**Source document**
Segment Open

We Need to Laugh at the Nuttier Things We Do

Well---- I learned my lesson. Sometimes it is better to laugh at the nuttier things we do.

My Dad lived through the depression so he was careful to always turn out the lights if he wasn’t going to be in a room (Dad also saved dinner napkins to be used to check the oil level in our cars).  I naturally picked up the habit from him, much to the consternation of my kids.

One night, as I returned home from work, I immediately noticed that all the lights were on in the garage including the workshop lights.  I walked into the family room and all the lights were on there.  The same was true in the kitchen, and the dining room.   Aha!    I heard the television on in the front room.

I threw open the front room door and-------ran into a chorus of “Gotcha”!

Well---- I learned my lesson.  Sometimes it is better to laugh at the nuttier things we do.  This got me thinking that maybe we all could use a good laugh at the nuttier side of politics, and, maybe by loosening up we could learn to get along better. 

Towards the end of my scientific career I spent several (long and cold) winter months at Snoqualmie and Stevens Pass studying snowflakes (I really did).  I had lots of time waiting for it to snow so I thought it was a good time to write something along those lines.

Segment Closed

**Data provided**
Segment Open

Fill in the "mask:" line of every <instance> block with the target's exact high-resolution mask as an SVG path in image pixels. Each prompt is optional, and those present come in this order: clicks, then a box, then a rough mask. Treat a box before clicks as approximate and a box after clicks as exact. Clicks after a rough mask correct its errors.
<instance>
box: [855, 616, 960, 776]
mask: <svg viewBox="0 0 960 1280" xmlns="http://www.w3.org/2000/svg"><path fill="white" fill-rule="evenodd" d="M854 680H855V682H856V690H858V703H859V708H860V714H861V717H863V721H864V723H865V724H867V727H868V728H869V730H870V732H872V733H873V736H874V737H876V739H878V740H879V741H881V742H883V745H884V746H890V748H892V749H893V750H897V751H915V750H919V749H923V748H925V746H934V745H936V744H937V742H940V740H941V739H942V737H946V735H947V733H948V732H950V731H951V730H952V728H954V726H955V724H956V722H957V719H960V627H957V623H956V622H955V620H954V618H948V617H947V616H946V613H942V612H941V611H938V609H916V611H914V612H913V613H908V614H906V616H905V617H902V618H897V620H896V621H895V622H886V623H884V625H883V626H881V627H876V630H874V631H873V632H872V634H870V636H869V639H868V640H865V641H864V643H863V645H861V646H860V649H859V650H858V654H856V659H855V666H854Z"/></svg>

Segment Closed

**Task description**
Extend the essay on laughing at the nuttier things we do, starting right after its final sentence.

**Answer area**
So---my book “Thank God Those Idiots Are on the Other Side of the Mountains” is that try and there’s lots of opportunity to laugh at the goofy things both “sides of the aisle” do.

The book tells the first person story of a hapless, apolitical, house painter (D. W. Frank Franklin) who is caught up in the (still fictitious, but always possible) division of Washington State into a Republican eastern half and a Democratic western half.

The first half is his funny adventures in the Eastern Washington Republican side.  The second half is his adventures on the Democratic side, when he and his wife Alice move to Maple Valley. 

The book naturally divides into two parts so I thought for fun I’d weekly serialize the first half on Patch.  The second half is “too adult” to post.

If you like a challenge along with your laughs, you can try to figure out the analogies to real political people and events I put in the book.

I’ll also continue with my “scientific” blogs, but now you can run the video and let Frank tell his own story.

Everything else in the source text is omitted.